Text block:
------------------------------------------------

Posted on 10/03/2005 4:50:08 PM PDT by NYer
OTTAWA, OCT. 1, 2005 (Zenit.org).- Living together is an increasingly popular option in many countries. But it can involve high social and emotional costs, says a new study, "Cohabitation and Marriage: How Are They Related?" The Ottawa-based Vanier Institute of the Family published the study Sept. 17.
The author, Anne-Marie Ambert, brings together the results of hundreds of research papers that examined the social, emotional and financial effects of cohabitation and marriage on men, women, children and society.
Cohabitation, the study observes, is often seen as entailing fewer responsibilities at a legal or financial level, and less fidelity than marriage. In recent years, however, de facto couples have sought and gained rights similar to those of married couples, in areas such as property, health insurance, pension plans, and child support.
Ambert notes that in Canada the marriage rate steeply declined in the 1990s, particularly in the province of Quebec. The United States has also seen marriage rates drop, though not as much as in Canada.
In both countries, the number of cohabiting couples has risen sharply. In 2000, more than 4.1 million heterosexual couples in the United States and 1.3 million in Canada cohabited. In 2001, 16% of all Canadian couples and 8.2% of all American couples were cohabiting. In Quebec the level reached 30%, the same proportion as in Sweden. Excluding Quebec, 11.7% of Canadian couples cohabit.
Divorce rates
The study cites data showing that cohabitation, in fact, leads to higher divorce rates. Ambert cites the Canadian General Social Survey, which found, in the 20-to-30 age group, 63% of women whose first relationship had been cohabitational had separated by 1995. This compared to 33% of women who had married first.
Trying to find the causes behind this phenomenon, Ambert observes that some individuals choose cohabitation because it does not require sexual fidelity. Evidence indicates that the experience of a less committed cohabitation shapes subsequent marital behavior, she notes.
"Some couples continue to live their marriage through the perspective of the insecurity, lack of pooling of resources, low commitment level, and even lack of fidelity of their prior cohabitation," the study comments. Moreover, some studies have indicated that married couples who previously lived together are less faithful in their sexual lives. And a lack of fidelity is known to be a factor leading to higher rates of marriage breakdown.

------------------------------------------------

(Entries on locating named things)
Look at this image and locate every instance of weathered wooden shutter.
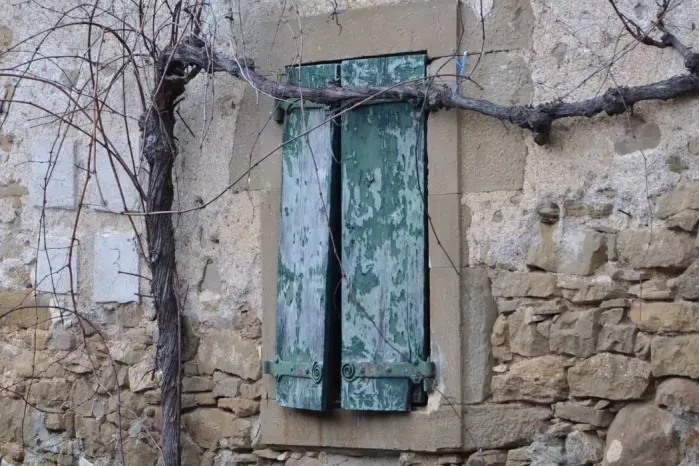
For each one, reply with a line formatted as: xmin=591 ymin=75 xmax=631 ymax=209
xmin=341 ymin=55 xmax=431 ymax=411
xmin=265 ymin=64 xmax=339 ymax=410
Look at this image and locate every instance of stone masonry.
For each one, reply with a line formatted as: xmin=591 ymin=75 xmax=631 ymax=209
xmin=0 ymin=0 xmax=699 ymax=466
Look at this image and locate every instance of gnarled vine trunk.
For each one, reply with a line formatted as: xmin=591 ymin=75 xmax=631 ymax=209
xmin=142 ymin=53 xmax=185 ymax=466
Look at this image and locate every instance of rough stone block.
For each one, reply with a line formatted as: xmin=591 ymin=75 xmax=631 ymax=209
xmin=555 ymin=402 xmax=614 ymax=427
xmin=549 ymin=309 xmax=601 ymax=358
xmin=88 ymin=138 xmax=140 ymax=212
xmin=597 ymin=324 xmax=636 ymax=354
xmin=527 ymin=223 xmax=558 ymax=272
xmin=628 ymin=280 xmax=672 ymax=301
xmin=36 ymin=236 xmax=78 ymax=294
xmin=463 ymin=403 xmax=551 ymax=451
xmin=602 ymin=404 xmax=680 ymax=466
xmin=507 ymin=310 xmax=551 ymax=357
xmin=196 ymin=329 xmax=262 ymax=380
xmin=492 ymin=356 xmax=568 ymax=403
xmin=650 ymin=335 xmax=699 ymax=379
xmin=466 ymin=450 xmax=507 ymax=466
xmin=92 ymin=232 xmax=139 ymax=303
xmin=655 ymin=181 xmax=699 ymax=219
xmin=493 ymin=271 xmax=558 ymax=298
xmin=0 ymin=290 xmax=51 ymax=330
xmin=568 ymin=353 xmax=651 ymax=400
xmin=182 ymin=408 xmax=251 ymax=449
xmin=655 ymin=378 xmax=699 ymax=414
xmin=182 ymin=376 xmax=214 ymax=392
xmin=558 ymin=276 xmax=626 ymax=303
xmin=668 ymin=261 xmax=699 ymax=300
xmin=666 ymin=210 xmax=699 ymax=232
xmin=218 ymin=398 xmax=260 ymax=417
xmin=565 ymin=431 xmax=604 ymax=466
xmin=629 ymin=301 xmax=699 ymax=333
xmin=558 ymin=231 xmax=607 ymax=275
xmin=30 ymin=139 xmax=75 ymax=209
xmin=618 ymin=229 xmax=697 ymax=269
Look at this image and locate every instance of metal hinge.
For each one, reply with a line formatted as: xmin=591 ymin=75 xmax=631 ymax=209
xmin=342 ymin=359 xmax=436 ymax=392
xmin=272 ymin=99 xmax=330 ymax=124
xmin=262 ymin=358 xmax=323 ymax=384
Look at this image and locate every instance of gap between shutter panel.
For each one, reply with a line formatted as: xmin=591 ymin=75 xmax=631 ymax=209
xmin=341 ymin=55 xmax=429 ymax=411
xmin=265 ymin=64 xmax=339 ymax=411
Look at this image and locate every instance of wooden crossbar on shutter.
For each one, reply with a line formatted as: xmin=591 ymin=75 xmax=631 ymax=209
xmin=341 ymin=55 xmax=427 ymax=411
xmin=266 ymin=64 xmax=339 ymax=410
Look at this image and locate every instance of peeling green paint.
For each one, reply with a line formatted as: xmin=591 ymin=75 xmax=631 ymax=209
xmin=276 ymin=65 xmax=338 ymax=410
xmin=341 ymin=56 xmax=426 ymax=411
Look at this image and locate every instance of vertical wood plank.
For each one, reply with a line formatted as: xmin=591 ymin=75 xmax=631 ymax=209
xmin=341 ymin=56 xmax=427 ymax=411
xmin=276 ymin=65 xmax=339 ymax=410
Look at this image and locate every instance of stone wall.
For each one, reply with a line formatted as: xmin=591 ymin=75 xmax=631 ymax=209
xmin=0 ymin=0 xmax=699 ymax=466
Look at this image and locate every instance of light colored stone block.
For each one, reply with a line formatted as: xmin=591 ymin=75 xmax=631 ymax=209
xmin=30 ymin=139 xmax=75 ymax=209
xmin=461 ymin=267 xmax=498 ymax=404
xmin=427 ymin=194 xmax=461 ymax=269
xmin=88 ymin=138 xmax=139 ymax=212
xmin=36 ymin=236 xmax=78 ymax=294
xmin=427 ymin=58 xmax=459 ymax=195
xmin=92 ymin=233 xmax=139 ymax=303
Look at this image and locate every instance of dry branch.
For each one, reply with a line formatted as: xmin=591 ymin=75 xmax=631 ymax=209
xmin=172 ymin=36 xmax=699 ymax=144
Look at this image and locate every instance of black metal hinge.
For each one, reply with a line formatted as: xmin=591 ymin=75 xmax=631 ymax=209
xmin=262 ymin=358 xmax=323 ymax=384
xmin=342 ymin=359 xmax=436 ymax=392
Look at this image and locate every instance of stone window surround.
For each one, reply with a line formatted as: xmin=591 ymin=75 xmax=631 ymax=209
xmin=254 ymin=0 xmax=489 ymax=452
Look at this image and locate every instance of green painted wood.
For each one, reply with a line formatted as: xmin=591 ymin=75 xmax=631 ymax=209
xmin=341 ymin=56 xmax=427 ymax=411
xmin=276 ymin=65 xmax=339 ymax=411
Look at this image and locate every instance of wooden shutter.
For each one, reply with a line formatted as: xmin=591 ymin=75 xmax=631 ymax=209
xmin=341 ymin=55 xmax=427 ymax=411
xmin=265 ymin=64 xmax=339 ymax=410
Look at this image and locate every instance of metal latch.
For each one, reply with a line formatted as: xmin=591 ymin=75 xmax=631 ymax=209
xmin=262 ymin=358 xmax=323 ymax=384
xmin=342 ymin=359 xmax=436 ymax=392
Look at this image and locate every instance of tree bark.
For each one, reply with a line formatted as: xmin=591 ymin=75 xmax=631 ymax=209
xmin=173 ymin=36 xmax=699 ymax=144
xmin=141 ymin=47 xmax=185 ymax=466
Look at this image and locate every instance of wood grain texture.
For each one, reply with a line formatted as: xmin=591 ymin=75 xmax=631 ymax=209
xmin=276 ymin=65 xmax=338 ymax=410
xmin=341 ymin=56 xmax=426 ymax=411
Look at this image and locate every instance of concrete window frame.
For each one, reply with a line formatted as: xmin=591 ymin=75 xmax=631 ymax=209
xmin=254 ymin=0 xmax=489 ymax=452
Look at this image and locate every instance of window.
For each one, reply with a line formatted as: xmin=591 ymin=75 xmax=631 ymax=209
xmin=265 ymin=55 xmax=434 ymax=411
xmin=252 ymin=0 xmax=482 ymax=452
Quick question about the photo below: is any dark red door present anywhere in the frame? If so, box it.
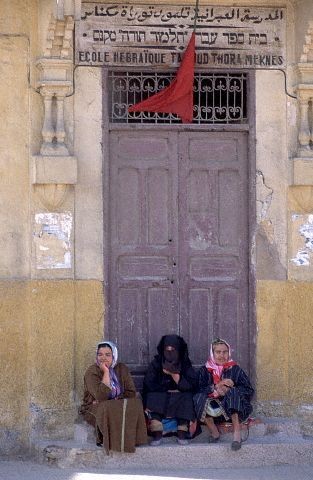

------------------------------------------------

Challenge A: List every percentage figure that appears in the article on cohabitation and marriage.
Challenge B: From the entries, pick out each line that contains the word "metal" and copy it.

Output A: 16%, 8.2%, 30%, 11.7%, 63%, 33%

Output B:
Look at this image and locate every instance of metal hinge.
Look at this image and locate every instance of black metal hinge.
Look at this image and locate every instance of metal latch.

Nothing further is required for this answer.